Required task 1:
Answer these questions using the award page about the Yusaku Kamekura Design Award, one answer per line:
(a) What grade was the awardee in at the time of the 1964 Tokyo Olympics?
(b) In what year did the awardee first meet Mr. Kamekura?
(c) On which floor of the Recruit Building was Mr. Kamekura's design office?
Required task 2:
Summarize the award page about the Yusaku Kamekura Design Award in two sentences.

Extracted text:
• • •

The 18th Yusaku Kamekura Design Award MIKI Ken

Award-winning work: Publicity posters for solo exhibition “APPLE+” (cl: DNP Foundation for Cultural Promotion)(cl: Tokyo Design Week)

Message from the awardee

I have vivid memories of the 1964 Tokyo Olympics. I was in the fourth grade of elementary school at the time. On my desk I had a triangular-shaped coin bank from what was then the Tokai Bank, and on its three sides were the Olympic emblem – a red sun on a white background, representing the Japanese flag, and five gold rings – and two Olympic posters, one depicting track and field and the other about swimming. At the time I knew nothing at all about Yusaku Kamekura. It was only after I later aspired to become a designer that I came to know of him. I’ll never forget the day I first met Mr. Kamekura. It was in 1994, when I was holding a one-man show at Creation Gallery G8. In those days Mr. Kamekura had his design office on the second floor of the Recruit Building, where G8 is located, and I went to pay my respects. All this occurred just as I was eagerly awaiting the outcome of the competition to design the logo of the Tokyo International Forum. No sooner had I offered Mr. Kamekura my words of greeting than, straight off, he said, “Your logo for the Tokyo International Forum wasn’t selected in the final round of judging. Designing such things isn’t easy.” Those were the first words I received from this man I looked up to as the “grand deity of design.” “With your logo, you’re assuming you’d be working up all its applications. Logos have to stand up to anything. That’s not easy to achieve, especially in the case of logos of a public nature. They have to be strong enough not to budge regardless of who tries to develop something from them, even if they’re placed somewhat obliquely. More than anything, they have to express an idea with complete clarity. That’s what logos are all about.” Those words remain indelibly etched in my memory even today.

• • •

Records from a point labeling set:
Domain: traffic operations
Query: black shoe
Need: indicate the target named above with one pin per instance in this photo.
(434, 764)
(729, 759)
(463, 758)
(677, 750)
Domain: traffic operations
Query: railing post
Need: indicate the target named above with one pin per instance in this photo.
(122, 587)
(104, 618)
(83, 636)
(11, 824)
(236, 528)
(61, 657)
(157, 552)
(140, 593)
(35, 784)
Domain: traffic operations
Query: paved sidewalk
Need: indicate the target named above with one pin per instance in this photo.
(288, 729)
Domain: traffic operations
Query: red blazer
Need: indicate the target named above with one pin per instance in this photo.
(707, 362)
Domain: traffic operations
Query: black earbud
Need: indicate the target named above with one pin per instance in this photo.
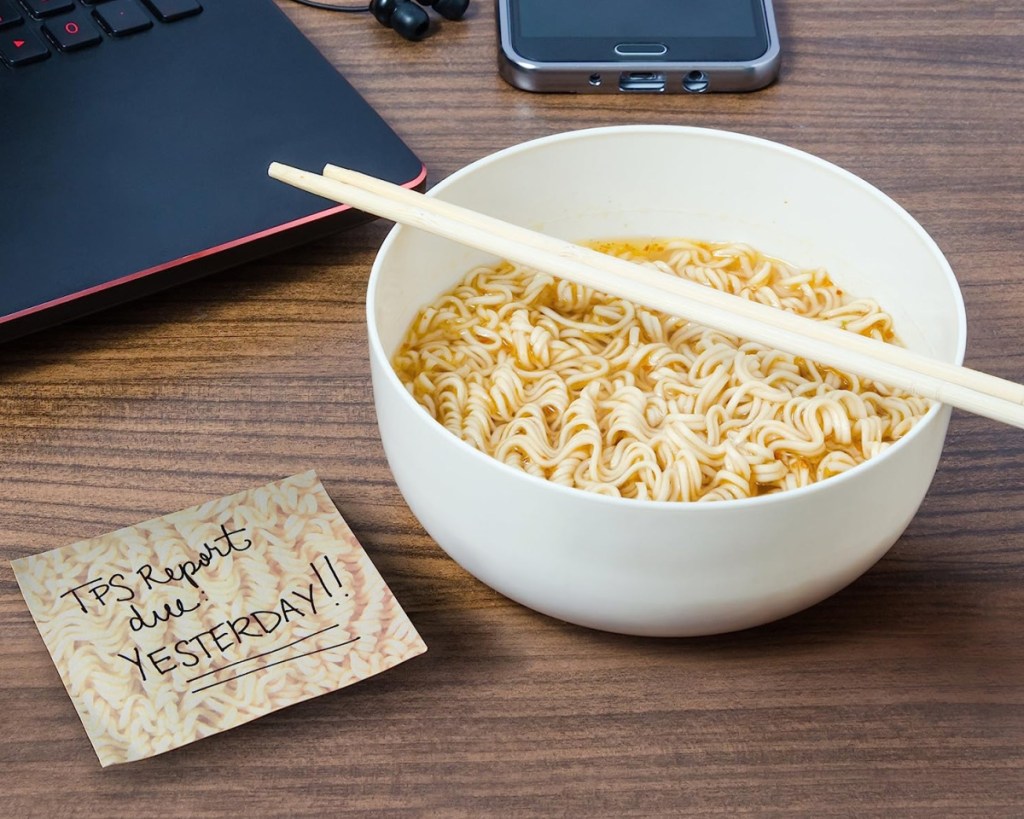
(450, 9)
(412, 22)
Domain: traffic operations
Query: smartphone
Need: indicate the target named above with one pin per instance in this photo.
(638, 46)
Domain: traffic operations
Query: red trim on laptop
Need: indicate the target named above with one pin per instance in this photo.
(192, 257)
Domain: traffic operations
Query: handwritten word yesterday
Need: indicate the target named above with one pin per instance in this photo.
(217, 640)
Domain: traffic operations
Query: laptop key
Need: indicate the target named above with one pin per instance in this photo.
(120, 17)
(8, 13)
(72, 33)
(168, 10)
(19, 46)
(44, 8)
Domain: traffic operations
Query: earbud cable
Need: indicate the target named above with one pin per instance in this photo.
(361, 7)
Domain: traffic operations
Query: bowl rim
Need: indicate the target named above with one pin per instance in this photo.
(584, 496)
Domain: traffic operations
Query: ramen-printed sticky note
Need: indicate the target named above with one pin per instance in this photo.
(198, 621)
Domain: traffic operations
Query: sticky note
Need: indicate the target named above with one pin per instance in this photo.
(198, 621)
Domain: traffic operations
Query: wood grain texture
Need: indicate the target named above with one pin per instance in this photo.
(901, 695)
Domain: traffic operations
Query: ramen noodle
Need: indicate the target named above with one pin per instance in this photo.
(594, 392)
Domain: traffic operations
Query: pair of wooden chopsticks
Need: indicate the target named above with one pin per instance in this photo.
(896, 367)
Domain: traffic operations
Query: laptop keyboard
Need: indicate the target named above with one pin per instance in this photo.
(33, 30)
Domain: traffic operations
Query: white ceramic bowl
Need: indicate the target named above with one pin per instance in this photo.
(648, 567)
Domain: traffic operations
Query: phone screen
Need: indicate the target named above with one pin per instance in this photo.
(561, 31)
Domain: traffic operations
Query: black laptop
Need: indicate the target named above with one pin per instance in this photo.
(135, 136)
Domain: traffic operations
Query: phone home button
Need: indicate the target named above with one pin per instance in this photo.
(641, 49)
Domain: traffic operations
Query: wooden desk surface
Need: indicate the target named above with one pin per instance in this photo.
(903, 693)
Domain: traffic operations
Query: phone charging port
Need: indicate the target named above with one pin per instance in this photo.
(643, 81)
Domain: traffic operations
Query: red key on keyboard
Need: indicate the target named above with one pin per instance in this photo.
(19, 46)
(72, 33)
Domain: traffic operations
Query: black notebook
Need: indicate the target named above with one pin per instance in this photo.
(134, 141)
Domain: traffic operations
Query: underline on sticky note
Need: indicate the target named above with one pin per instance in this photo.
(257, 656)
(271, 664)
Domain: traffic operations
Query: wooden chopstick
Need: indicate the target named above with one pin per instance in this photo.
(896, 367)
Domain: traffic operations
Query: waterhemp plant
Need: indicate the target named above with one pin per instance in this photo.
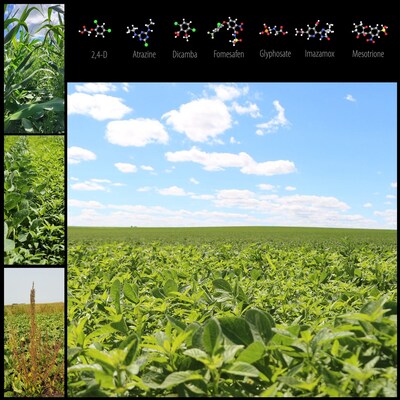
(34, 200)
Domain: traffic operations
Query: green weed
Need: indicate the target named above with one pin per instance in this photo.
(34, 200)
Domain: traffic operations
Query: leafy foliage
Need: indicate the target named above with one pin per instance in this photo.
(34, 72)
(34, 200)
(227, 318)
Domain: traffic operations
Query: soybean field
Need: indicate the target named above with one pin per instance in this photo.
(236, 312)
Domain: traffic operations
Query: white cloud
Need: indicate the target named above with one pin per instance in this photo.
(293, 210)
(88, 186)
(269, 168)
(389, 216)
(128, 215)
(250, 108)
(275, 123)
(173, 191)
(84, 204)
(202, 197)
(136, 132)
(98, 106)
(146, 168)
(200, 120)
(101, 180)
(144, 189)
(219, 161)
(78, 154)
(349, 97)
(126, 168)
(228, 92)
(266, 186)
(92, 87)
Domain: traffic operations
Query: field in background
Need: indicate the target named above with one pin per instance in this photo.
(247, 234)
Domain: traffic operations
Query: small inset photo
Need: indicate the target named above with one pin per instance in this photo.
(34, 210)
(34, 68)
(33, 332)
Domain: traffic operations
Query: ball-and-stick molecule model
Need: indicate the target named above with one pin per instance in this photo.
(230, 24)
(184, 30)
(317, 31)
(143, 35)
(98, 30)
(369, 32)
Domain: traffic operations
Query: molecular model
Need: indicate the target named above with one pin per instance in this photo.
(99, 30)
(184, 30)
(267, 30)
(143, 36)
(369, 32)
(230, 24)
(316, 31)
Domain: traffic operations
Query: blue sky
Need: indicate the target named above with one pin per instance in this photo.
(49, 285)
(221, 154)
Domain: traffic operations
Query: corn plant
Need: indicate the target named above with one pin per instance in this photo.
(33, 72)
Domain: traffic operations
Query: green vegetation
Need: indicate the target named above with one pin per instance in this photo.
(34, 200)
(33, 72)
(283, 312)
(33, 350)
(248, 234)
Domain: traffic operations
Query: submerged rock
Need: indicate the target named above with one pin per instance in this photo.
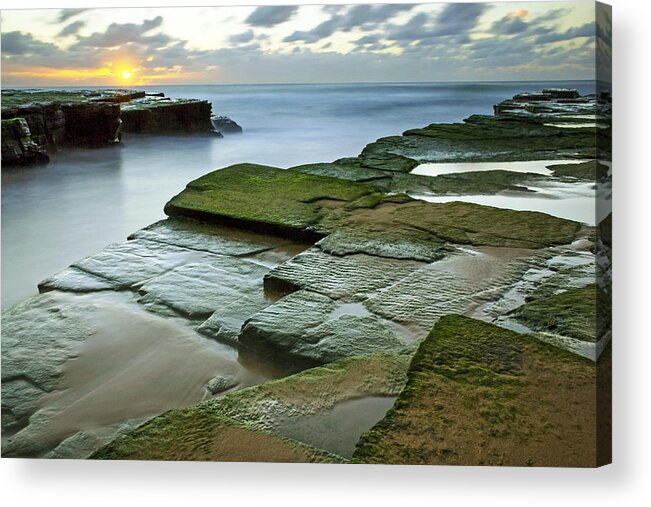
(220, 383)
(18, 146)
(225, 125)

• • •

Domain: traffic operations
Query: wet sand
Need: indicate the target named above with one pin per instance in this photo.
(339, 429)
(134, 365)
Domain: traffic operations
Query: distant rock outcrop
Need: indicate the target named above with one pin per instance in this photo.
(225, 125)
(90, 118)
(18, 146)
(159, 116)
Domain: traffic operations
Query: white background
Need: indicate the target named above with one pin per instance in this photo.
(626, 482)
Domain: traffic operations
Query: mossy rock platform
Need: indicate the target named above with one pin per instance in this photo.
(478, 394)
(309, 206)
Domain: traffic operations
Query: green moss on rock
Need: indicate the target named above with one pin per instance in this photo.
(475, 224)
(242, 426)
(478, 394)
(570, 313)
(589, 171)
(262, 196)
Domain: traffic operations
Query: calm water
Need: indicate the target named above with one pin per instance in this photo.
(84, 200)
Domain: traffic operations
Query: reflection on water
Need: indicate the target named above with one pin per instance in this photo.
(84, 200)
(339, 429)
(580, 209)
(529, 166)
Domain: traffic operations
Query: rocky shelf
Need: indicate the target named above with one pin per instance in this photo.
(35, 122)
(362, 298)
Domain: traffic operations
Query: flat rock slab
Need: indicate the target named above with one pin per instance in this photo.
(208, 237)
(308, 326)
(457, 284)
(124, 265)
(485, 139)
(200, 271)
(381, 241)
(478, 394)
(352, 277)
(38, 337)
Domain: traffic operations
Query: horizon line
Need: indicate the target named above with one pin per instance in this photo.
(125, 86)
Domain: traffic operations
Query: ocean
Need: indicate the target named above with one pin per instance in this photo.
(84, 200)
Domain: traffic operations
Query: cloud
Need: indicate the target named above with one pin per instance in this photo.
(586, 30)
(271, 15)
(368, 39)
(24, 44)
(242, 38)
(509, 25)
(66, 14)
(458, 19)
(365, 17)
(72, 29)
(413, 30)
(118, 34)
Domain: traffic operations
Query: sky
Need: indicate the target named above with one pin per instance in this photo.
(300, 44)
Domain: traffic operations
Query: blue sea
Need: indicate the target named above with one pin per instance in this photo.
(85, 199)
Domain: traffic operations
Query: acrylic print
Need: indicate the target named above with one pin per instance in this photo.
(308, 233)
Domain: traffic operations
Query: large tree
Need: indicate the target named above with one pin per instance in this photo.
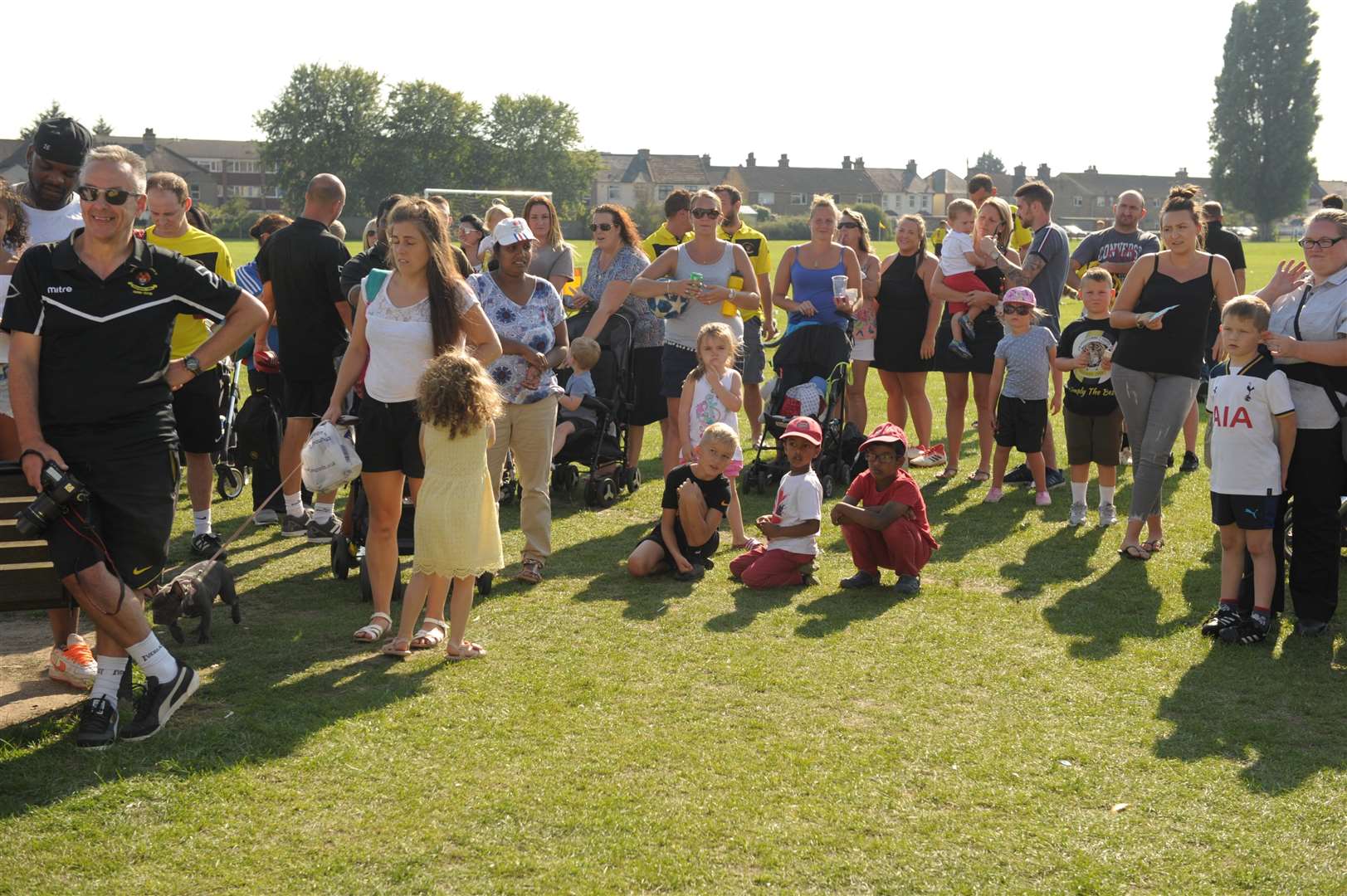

• • •

Complete answer 1:
(a) The fourth grade of elementary school.
(b) 1994.
(c) The second floor.

Complete answer 2:
MIKI Ken, winner of the 18th Yusaku Kamekura Design Award for publicity posters for the solo exhibition "APPLE+," recalls seeing the 1964 Tokyo Olympic emblem and posters on a coin bank as a child, long before learning of Kamekura. At their first meeting in 1994, Kamekura said that the awardee's logo for the Tokyo International Forum had not been selected, and he explained that logos must stand up to anything and express an idea with complete clarity.